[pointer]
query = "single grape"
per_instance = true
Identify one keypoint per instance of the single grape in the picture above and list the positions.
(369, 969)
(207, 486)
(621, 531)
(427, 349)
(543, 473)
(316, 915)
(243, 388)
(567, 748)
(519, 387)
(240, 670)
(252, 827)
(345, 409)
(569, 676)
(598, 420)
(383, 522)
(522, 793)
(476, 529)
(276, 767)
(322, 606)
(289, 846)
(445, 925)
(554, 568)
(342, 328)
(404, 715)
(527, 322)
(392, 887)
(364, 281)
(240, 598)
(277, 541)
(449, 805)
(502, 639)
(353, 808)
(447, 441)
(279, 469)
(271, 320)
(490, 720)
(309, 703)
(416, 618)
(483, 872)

◆ ◆ ◆ ◆

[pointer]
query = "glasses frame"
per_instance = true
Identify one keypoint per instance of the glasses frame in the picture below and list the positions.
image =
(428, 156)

◆ ◆ ◆ ◆

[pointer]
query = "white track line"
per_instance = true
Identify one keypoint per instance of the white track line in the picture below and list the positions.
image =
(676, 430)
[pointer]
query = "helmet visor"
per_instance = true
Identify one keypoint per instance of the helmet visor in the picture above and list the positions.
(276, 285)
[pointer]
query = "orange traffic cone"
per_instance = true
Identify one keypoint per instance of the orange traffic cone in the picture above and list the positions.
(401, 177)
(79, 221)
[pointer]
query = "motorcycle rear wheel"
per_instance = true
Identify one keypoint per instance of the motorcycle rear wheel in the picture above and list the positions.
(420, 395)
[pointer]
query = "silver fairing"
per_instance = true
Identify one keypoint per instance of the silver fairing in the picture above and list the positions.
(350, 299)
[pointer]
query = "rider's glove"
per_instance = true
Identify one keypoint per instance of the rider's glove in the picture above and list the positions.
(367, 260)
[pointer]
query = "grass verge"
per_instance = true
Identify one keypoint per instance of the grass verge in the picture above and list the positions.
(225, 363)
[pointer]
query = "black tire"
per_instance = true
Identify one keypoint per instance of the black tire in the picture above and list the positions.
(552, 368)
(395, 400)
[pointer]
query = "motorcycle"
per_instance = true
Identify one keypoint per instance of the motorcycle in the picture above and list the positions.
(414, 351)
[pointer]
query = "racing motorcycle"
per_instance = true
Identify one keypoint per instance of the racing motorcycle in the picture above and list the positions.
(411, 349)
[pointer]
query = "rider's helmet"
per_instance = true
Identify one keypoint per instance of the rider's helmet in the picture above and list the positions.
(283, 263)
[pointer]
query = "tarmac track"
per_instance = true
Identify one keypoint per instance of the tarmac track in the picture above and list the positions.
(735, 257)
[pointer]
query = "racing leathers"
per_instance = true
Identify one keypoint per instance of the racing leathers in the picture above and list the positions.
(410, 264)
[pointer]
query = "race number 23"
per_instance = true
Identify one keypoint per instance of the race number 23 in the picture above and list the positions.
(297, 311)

◆ ◆ ◆ ◆

Instruction
Report every line of the data above that contains the word "silver", copying each such line in full.

Expected output
query = "silver fairing"
Identify one keypoint per instance of the silver fairing in the picture above and list the positions.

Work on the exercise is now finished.